--- Start Provided text ---

The contribution to hyperfine splitting of the interation
$\displaystyle - \frac{g}{m} ({\vec S}_1 - {\vec S}_2)  \cdot
{{\vec {\cal B}}\mkern -7mu{\lower1.6ex\hbox{$\widetilde {}$}}\;\,}
$
we will call "external"~\footnote{In the case of hyperfine
splittings the internal contribution is chromoelectric and the
external one chromomagnetic, but this is not true in other
splittings.}.
It may be calculated as we calculated $E_{nl}^{\rm NP}$ in the
previous Subsection. We find,
\begin{equation}
\label{eq:dhfext}
\Delta^{\rm ex}_{\rm hf}\,E_{nls} \,=\,
 [s(s+1)-3]\, \frac{\pi {\langle \alpha_s G^2  \rangle}}
{6 N_c m^2}
\,\left\langle R^{(0)}_{nl} \left\vert
\,\frac{1}{H_{l}^{\,'(0)}-E_n^{(0)}} \,
 \right\vert R^{(0)}_{nl} \right\rangle
\;.
\end{equation}
The inverse is obtained with the formulas of Appendix~I.

To the NP contributions we have to add tree level (relativistic)
and radiative ones, that we collectively label perturbative: from
TY,
\begin{eqnarray}
\nonumber
\Delta^{\rm p}_{\rm hf}\,E_{n0s} \,&=&\,
 \frac{s(s+1)}{2}\, \frac{C_F^4 \alpha_s(\mu^2)
 {\widetilde{\alpha}_s}^3(\mu^2)}{3 n^3}\,m
[1 + \delta_{\rm wf}(n,0)]^2
\\
\nonumber
&& \times
\left\{
 1 + \left[ \frac{\beta_0}{2}\left(
 \ln\frac{n \mu}{m C_F {\widetilde{\alpha}_s}}
 - \sum_1^n \frac{1}{k} - 1 + \gamma_{\rm E} - \frac{n-1}{2 n}
 \right)

--- End Provided text ---
--- Start Given entries ---

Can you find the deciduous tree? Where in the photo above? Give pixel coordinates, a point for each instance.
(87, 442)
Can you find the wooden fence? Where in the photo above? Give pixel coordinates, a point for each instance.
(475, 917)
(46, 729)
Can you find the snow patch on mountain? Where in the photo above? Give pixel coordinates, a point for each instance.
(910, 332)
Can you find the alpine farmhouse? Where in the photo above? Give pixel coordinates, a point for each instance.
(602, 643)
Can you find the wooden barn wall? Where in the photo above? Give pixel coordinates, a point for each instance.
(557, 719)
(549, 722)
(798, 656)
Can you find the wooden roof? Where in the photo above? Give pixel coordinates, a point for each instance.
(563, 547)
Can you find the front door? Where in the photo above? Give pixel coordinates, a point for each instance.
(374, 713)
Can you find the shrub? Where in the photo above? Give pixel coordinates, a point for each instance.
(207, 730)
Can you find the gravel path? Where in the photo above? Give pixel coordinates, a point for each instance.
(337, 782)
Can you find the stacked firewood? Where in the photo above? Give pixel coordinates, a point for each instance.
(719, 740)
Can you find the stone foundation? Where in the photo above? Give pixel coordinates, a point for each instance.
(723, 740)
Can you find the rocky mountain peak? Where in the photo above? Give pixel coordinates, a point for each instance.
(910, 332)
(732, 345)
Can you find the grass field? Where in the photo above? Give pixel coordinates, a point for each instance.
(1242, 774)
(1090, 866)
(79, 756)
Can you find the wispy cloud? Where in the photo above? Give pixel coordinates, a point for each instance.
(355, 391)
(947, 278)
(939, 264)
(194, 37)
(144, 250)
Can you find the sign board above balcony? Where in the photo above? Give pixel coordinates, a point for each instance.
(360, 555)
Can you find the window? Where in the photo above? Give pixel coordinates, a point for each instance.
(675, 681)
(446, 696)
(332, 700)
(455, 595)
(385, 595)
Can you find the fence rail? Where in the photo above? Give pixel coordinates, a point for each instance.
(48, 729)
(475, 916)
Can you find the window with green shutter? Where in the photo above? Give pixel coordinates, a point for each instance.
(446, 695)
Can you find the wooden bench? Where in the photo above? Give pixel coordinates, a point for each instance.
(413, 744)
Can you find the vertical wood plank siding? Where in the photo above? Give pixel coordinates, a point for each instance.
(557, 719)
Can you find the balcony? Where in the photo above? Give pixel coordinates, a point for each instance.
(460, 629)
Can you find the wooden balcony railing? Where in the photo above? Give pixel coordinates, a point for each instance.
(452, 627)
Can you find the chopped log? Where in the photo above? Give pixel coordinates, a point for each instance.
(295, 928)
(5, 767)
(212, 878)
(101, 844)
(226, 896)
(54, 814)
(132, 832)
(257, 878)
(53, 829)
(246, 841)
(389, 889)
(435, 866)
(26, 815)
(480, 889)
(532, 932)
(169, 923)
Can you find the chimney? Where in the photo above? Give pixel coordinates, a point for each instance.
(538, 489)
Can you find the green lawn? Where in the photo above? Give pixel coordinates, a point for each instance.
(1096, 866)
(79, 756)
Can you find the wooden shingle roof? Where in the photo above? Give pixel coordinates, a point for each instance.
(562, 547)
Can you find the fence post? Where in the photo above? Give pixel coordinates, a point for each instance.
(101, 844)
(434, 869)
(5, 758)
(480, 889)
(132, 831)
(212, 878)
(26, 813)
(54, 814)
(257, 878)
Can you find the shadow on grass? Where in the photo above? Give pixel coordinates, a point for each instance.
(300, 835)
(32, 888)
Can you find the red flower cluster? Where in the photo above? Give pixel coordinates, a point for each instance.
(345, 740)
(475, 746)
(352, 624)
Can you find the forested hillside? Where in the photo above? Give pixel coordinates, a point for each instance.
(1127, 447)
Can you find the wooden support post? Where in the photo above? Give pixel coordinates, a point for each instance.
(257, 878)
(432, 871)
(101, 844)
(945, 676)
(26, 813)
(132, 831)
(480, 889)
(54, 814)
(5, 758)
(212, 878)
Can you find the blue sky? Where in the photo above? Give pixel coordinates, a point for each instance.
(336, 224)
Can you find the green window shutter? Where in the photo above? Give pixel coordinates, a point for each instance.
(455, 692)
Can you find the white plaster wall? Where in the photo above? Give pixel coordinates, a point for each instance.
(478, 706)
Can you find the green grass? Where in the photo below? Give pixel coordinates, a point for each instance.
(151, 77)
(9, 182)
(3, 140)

--- End Given entries ---
--- Start Given entries ---

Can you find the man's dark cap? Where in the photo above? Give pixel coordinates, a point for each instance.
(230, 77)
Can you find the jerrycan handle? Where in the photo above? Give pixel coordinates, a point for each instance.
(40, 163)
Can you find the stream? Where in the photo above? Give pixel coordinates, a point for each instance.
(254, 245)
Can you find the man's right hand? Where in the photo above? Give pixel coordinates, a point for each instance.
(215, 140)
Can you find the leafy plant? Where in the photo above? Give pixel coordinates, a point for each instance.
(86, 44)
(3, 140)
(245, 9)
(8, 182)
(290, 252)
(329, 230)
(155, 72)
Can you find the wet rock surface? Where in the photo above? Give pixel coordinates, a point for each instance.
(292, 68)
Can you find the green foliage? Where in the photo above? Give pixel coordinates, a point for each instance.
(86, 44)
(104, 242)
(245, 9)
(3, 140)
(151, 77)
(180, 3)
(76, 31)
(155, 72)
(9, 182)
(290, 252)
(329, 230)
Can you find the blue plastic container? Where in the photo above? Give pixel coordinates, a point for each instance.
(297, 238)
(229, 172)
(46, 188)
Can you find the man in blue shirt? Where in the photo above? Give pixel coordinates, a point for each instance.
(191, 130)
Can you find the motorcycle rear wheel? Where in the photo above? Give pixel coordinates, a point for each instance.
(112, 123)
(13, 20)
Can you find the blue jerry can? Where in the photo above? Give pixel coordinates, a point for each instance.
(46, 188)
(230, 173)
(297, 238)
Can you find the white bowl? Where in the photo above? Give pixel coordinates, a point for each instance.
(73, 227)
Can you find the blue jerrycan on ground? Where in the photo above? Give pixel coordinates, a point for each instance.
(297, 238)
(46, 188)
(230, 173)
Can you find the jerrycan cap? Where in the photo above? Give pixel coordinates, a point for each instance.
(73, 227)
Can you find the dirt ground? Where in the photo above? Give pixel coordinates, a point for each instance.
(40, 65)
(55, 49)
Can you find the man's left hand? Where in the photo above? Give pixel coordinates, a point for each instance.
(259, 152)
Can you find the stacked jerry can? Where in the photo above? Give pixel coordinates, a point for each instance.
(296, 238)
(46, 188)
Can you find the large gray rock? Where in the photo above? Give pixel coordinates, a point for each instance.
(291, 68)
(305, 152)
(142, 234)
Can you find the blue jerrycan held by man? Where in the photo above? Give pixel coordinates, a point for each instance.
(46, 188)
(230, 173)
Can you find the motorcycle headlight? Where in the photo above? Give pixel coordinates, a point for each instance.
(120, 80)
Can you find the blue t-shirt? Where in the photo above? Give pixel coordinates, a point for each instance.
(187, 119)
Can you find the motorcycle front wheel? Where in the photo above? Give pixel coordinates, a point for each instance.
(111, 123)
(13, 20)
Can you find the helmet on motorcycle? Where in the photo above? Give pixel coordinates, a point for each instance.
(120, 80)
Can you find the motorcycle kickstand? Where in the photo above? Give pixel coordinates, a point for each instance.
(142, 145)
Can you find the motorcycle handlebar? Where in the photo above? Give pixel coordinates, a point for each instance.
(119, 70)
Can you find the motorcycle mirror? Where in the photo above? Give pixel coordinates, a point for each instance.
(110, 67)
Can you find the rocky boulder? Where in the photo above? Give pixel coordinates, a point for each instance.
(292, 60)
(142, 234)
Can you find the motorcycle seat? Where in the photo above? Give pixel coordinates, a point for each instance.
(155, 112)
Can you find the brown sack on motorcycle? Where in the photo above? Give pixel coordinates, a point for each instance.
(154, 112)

--- End Given entries ---

#### Exercise requirements
(A) In the hyperfine splitting passage, what name is given to the contribution from the interaction shown at its start?
(B) Decide whether each statement agrees with the hyperfine splitting passage: (i) For hyperfine splittings, the internal contribution is chromoelectric. (ii) Tree level and radiative contributions are collectively labeled nonperturbative. (iii) The inverse is obtained with the formulas of Appendix I.
(C) Pick up the hyperfine splitting passage where it stops, and continue it.
The data is separate material, apart from the hyperfine splitting passage.

#### Results of the exercise
(A) It is called "external."

(B)
(i) Yes: "In the case of hyperfine splittings the internal contribution is chromoelectric"
(ii) No: "that we collectively label perturbative"
(iii) Yes: "The inverse is obtained with the formulas of Appendix~I."

(C)
\right. \right.
\\
\label{eq:dhfp}
&& \left. \left.
\qquad
 -\frac{21}{4}\left(
 \ln\frac{n}{C_F {\widetilde{\alpha}_s}}
 - \sum_1^n \frac{1}{k} - \frac{n-1}{2 n} \right) + B \right]
\,\frac{\alpha_s}{\pi} \right\} \;,
\\
\nonumber
\Delta^{\rm p}_{\rm hf}\,E_{nls} \,&=&\,
 \frac{s(s+1)}{2}\, \frac{C_F^4 \alpha_s^2
 {\widetilde{\alpha}_s}^3}{6 \pi n^3 l(l+1)(2 l +1)}
\left( \frac{\beta_0}{2}-\frac{21}{4}\right)
\,m \;, \;\; l\neq 0\,.
\end{eqnarray}
The constants are as in Eq.(\ref{eq:hhf}). The full splitting is
thus
\begin{equation}
\label{eq:dhffull}
\Delta_{\rm hf}\,E_{nls} \,=\,
\Delta^{\rm p}_{\rm hf}\,E_{nls} +
\Delta^{\rm in}_{\rm hf}\,E_{nls} +
\Delta^{\rm ex}_{\rm hf}\,E_{nls} \;,
\end{equation}
with the various pieces given in Eqs.~(\ref{eq:dhfint}) to
(\ref{eq:dhfp}).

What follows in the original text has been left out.